Exercise:
All entries are to be printed again exactly, with their images omitted.

Region pointing data
=== Section Start ===

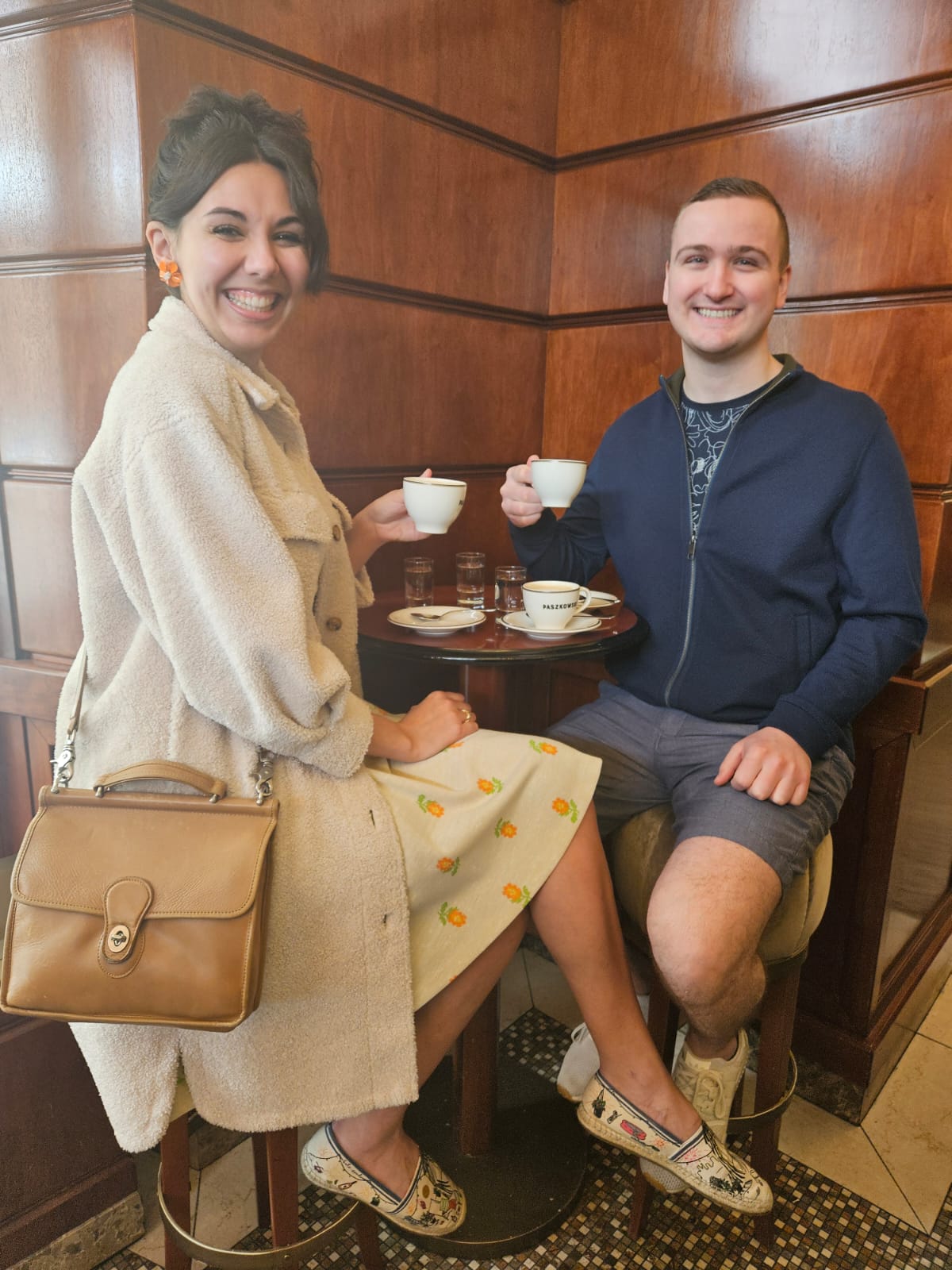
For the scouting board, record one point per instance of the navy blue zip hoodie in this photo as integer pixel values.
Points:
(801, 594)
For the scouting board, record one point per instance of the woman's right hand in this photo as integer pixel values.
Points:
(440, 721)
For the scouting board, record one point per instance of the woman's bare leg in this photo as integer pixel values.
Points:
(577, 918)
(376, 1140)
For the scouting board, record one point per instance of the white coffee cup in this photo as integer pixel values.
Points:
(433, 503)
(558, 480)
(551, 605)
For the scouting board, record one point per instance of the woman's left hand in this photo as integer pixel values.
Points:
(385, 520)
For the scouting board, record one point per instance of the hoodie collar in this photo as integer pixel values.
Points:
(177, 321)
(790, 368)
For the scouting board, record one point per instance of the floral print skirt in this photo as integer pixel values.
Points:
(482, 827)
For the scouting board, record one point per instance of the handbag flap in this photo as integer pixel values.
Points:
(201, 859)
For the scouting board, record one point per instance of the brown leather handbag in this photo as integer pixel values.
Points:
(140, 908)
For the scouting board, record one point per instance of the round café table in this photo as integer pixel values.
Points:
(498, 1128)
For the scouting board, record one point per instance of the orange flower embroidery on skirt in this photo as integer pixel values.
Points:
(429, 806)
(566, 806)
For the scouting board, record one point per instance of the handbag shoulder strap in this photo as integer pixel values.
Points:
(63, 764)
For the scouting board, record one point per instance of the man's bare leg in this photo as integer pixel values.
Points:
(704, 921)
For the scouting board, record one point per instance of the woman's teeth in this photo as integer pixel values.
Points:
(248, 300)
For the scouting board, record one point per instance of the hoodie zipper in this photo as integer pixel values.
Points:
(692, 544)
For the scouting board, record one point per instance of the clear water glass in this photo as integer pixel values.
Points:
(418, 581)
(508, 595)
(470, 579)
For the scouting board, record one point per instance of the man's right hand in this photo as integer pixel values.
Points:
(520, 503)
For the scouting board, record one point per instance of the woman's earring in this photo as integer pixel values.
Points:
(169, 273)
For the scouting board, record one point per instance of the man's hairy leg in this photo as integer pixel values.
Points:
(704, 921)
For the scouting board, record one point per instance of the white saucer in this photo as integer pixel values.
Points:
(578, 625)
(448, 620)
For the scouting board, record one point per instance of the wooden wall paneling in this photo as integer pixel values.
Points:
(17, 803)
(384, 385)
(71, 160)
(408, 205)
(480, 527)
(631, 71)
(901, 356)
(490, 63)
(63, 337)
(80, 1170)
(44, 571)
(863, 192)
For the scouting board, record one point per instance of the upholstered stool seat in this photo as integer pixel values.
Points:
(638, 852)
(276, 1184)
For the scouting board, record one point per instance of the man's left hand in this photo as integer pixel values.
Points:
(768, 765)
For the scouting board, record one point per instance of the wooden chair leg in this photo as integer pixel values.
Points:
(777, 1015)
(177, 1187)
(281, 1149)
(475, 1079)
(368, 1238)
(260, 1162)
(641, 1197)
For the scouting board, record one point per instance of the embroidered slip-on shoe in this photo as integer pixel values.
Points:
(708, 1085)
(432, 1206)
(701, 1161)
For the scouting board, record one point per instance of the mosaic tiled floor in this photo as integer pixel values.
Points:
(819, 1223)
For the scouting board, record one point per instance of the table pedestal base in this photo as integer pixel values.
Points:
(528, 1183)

=== Section End ===

Answer below:
For the scouting board, record one point per instance of the navy blue zip hoodie in this photo as integer pixel values.
Points:
(801, 594)
For the scouting board, record one point per instance of the woman's right hand in this photo as integer pixel values.
Points:
(440, 721)
For the scouting board, record one point per instance of the woman's bare leg in this photo as integer pixel values.
Points:
(577, 918)
(376, 1140)
For the scouting board, record one point per instance of the white coffee cup in this photo as integer pixel values.
Points:
(433, 503)
(558, 480)
(551, 605)
For the scouting board, record one point per instance of the woman's left hand in this photo as integer pixel values.
Points:
(385, 520)
For the scouting board, record one point per instance of the hoodie collar in this photo as integer pixel values.
Points:
(177, 321)
(790, 368)
For the scouting board, record one point per instance of the floral print skirt in this photo as integer pixel values.
Points:
(482, 827)
For the scouting board, record one point per instance of the handbag flap in this photo as integer pixel values.
Points:
(201, 859)
For the scouting board, record one point per instance of the brown leather handbag in this photo as integer pixel values.
Points:
(140, 908)
For the scouting board, record one point per instance of the round café table in this photo as integer pixel values.
Points:
(498, 1128)
For the scouting board, record one point per instance of the orange flower embroidery on skirt in this photo as integer pixel values.
Points:
(429, 806)
(566, 806)
For the scouting board, record one point per instance of the handbag shoulder strap in this photo as integer pixel values.
Points:
(63, 764)
For the scouting board, record one point per instance of the man's bare leg in this photo as integer pixel values.
Points:
(704, 921)
For the scouting board, record one point per instance of the woman's teeth in this photo as integer pixel values.
Points:
(248, 300)
For the scouting board, record one point per instance of the hoodie zipper in this photo as integer pixel values.
Points:
(692, 544)
For the scouting board, record one point per instance of the clear water glass in this photo as integer pixel values.
Points:
(418, 581)
(508, 595)
(470, 579)
For the scouting board, record one point per instance of the man's right hand in this photo as integer pixel values.
Points:
(520, 503)
For the scouting board, record one point per instance of the woman's earring in this photo as integer pixel values.
Points:
(169, 273)
For the scouting board, record one point per instance of the man's hairy leg in this photo as integer pixel values.
Points:
(704, 921)
For the scouting board, record one point per instance of the white saucer in this photo as integer pixel values.
Points:
(578, 625)
(448, 620)
For the scouting board, record one point per instance of the wooden wall paneling in this photo as integer pixel values.
Points:
(17, 803)
(384, 385)
(71, 160)
(408, 205)
(480, 527)
(631, 71)
(901, 356)
(490, 63)
(63, 337)
(80, 1170)
(44, 571)
(863, 192)
For the scouting board, record one point per instance of the upholstered stool seat in this photo as integer pixel values.
Points:
(638, 852)
(276, 1184)
For the scouting board, record one point per instance of the man's left hand in this photo as integer pixel values.
Points:
(768, 765)
For the scouting board, record one point per instance of the wooden chair leg in this photo as integer pixel values.
Points:
(777, 1015)
(177, 1187)
(281, 1149)
(475, 1079)
(368, 1238)
(260, 1162)
(641, 1197)
For the scouting board, record one point per instance of the embroidered slip-on shoe in this photo as integer pixel values.
Points:
(708, 1085)
(432, 1206)
(701, 1161)
For the scouting board, record one point per instance of the mosaic tiled floor in this photo as integer pixel values.
Points:
(819, 1223)
For the scouting board, record one point per instance of the table pedestal base in this photo as integer pixel values.
Points:
(528, 1183)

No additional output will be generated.